**OBJECTIVE**
Can you convert all of the material below into a Markdown table with the columns "Row" and "Line," giving each line its own numbered row, skipping blank lines and leaving the pictures out?

**MATERIAL FOR THIS TASK**
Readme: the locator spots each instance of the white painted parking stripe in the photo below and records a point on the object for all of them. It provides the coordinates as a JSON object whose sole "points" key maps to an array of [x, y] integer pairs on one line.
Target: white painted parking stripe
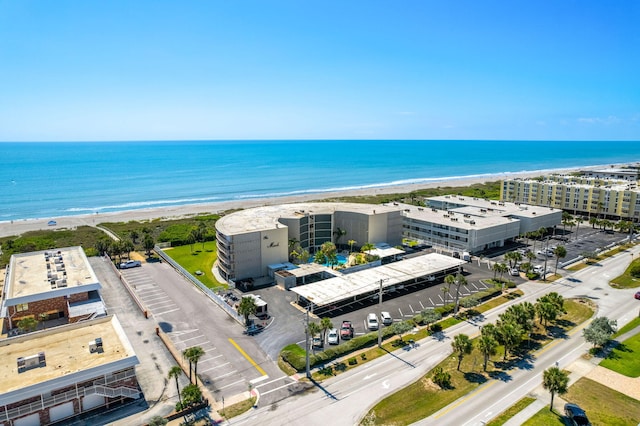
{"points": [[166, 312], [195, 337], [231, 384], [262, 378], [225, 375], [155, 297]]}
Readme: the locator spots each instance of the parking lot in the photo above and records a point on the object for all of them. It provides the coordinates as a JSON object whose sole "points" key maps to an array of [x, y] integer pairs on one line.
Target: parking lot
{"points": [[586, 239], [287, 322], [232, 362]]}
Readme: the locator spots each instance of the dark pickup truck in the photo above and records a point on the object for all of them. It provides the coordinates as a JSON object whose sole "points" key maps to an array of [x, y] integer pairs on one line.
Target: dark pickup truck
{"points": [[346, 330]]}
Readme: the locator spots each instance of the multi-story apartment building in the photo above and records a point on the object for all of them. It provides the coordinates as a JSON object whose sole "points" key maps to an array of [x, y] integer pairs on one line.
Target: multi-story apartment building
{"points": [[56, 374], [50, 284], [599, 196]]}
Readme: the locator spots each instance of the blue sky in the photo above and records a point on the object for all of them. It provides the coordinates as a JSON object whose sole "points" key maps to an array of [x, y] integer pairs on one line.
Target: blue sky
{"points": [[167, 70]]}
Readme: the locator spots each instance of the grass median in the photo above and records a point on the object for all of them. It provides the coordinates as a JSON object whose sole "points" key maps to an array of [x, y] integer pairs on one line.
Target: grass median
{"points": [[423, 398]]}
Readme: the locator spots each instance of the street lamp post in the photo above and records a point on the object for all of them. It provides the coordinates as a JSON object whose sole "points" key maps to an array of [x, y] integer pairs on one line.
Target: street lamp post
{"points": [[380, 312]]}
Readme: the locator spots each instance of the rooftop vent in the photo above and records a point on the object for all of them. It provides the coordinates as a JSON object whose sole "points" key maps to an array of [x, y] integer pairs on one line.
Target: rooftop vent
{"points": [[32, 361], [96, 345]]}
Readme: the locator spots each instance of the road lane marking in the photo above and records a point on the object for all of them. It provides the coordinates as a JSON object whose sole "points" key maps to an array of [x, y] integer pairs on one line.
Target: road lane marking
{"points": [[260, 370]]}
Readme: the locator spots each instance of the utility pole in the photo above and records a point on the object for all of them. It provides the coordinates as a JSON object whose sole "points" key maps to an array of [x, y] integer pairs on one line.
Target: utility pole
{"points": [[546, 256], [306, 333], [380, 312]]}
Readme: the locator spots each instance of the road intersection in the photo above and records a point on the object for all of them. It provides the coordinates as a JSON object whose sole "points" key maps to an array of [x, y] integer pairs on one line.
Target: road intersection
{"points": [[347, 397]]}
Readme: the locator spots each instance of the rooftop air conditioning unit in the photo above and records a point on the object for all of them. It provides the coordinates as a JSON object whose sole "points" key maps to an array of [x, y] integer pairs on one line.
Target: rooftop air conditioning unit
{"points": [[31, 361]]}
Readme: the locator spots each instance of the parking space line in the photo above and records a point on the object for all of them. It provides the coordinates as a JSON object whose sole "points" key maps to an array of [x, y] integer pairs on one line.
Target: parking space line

**ANSWER TO THE TASK**
| Row | Line |
|---|---|
| 1 | Readme: the locator spots each instance of the white painted parking stripe in the photo below and records a point on the object for all of them. It provides the coordinates as a JSON object whose sole "points" key maps to an array of [x, y] integer pairs on one line. |
| 2 | Target: white painted parking stripe |
| 3 | {"points": [[166, 312], [195, 337], [231, 384], [262, 378], [225, 375], [155, 297]]} |
| 4 | Readme: the locator spots each instance of the parking lot in the photo above and records a point on the object for all of them. It provides the coordinates as a JSON object whose sole "points" key maps to an array of [x, y] integer pairs on one line. |
| 5 | Target: parking lot |
| 6 | {"points": [[586, 239], [287, 322], [232, 362]]} |
| 7 | Readme: the locator spots each instance of the dark pickup truck in the photo above and records a point on the object for all of them. It provides the coordinates as a JSON object whose sole "points" key maps to an array of [x, y] integer pairs on one line. |
| 8 | Target: dark pickup truck |
| 9 | {"points": [[346, 330]]} |
| 10 | Readme: the locator spots each instance of the multi-story apartment building in the photo above and records a point on the object for all of them. It provides the coordinates as a JSON object whose sole "points" key maps to an array of [x, y] integer pairs on one line. |
| 11 | Target: multi-story apartment building |
| 12 | {"points": [[56, 374], [50, 284], [599, 196]]} |
| 13 | Readme: the locator spots each instance of the blue sky in the photo above and records a point on the object for all of them. It provides the coordinates as a JSON object whose sole "points" key maps to an array of [x, y] integer pairs on one line. |
| 14 | Target: blue sky |
| 15 | {"points": [[167, 70]]} |
| 16 | Readme: the locator spots each instance of the grass median in the photo above and records a point on the object for all of them. It provides the coordinates as a JSON object whose sole "points" key maps to an array of [x, y] integer pairs on one line. |
| 17 | Target: grass median |
| 18 | {"points": [[423, 398]]} |
| 19 | Readme: the locator spots each instance of the street lamp post in the photo above and records a point on the object for all of them. It provides the coordinates as a JSON object whose sole "points" key maps to an array of [x, y] integer pairs on one line. |
| 20 | Target: street lamp post |
| 21 | {"points": [[380, 312]]} |
| 22 | Readme: the locator spots each instance of the rooftop vent in the photo above and records a point on the object for all of them. It provides the coordinates as a JSON object whose sole "points" key maps to an array of [x, y] integer pairs on one line. |
| 23 | Target: rooftop vent |
| 24 | {"points": [[32, 361], [96, 345]]} |
| 25 | Readme: the locator spots each instance of the road lane marking in the photo above and records a point on the object for all of them. It provides the coordinates as a JSON object whose sole "points" key maps to an array of [x, y] integer pairs on one line. |
| 26 | Target: road lane marking |
| 27 | {"points": [[260, 370]]} |
| 28 | Readme: the locator spots each instance of the utility pole in the photo above and records a point on the object for all of them. It provides the coordinates as a JSON object whose sole "points" key maps to an array of [x, y] integer pairs on one line. |
| 29 | Target: utility pole |
| 30 | {"points": [[546, 256], [306, 333], [380, 312]]} |
| 31 | Readme: the locator spots each instance of the road intersection in the photo above and records a point on the object for all of them. It provides the coordinates as a JSON object whose sole "points" key maps to an array of [x, y] integer pairs on one line. |
| 32 | Target: road intersection |
| 33 | {"points": [[347, 397]]} |
| 34 | Readme: the locator spots each instance of the rooftop air conditioning unit in the photo above and records a point on the object for all of them. It provides the coordinates as a JSON object whose sole "points" key maps to an array of [x, y] integer pairs on one line. |
| 35 | Target: rooftop air conditioning unit |
| 36 | {"points": [[31, 361]]} |
| 37 | Readme: the locator spots each instance of the parking space line in the photo above and records a point on the object for all of them. It provides the coordinates as a JSON object whose sole "points" key maps to an array of [x, y] integer pairs on one line. |
| 38 | Target: parking space line |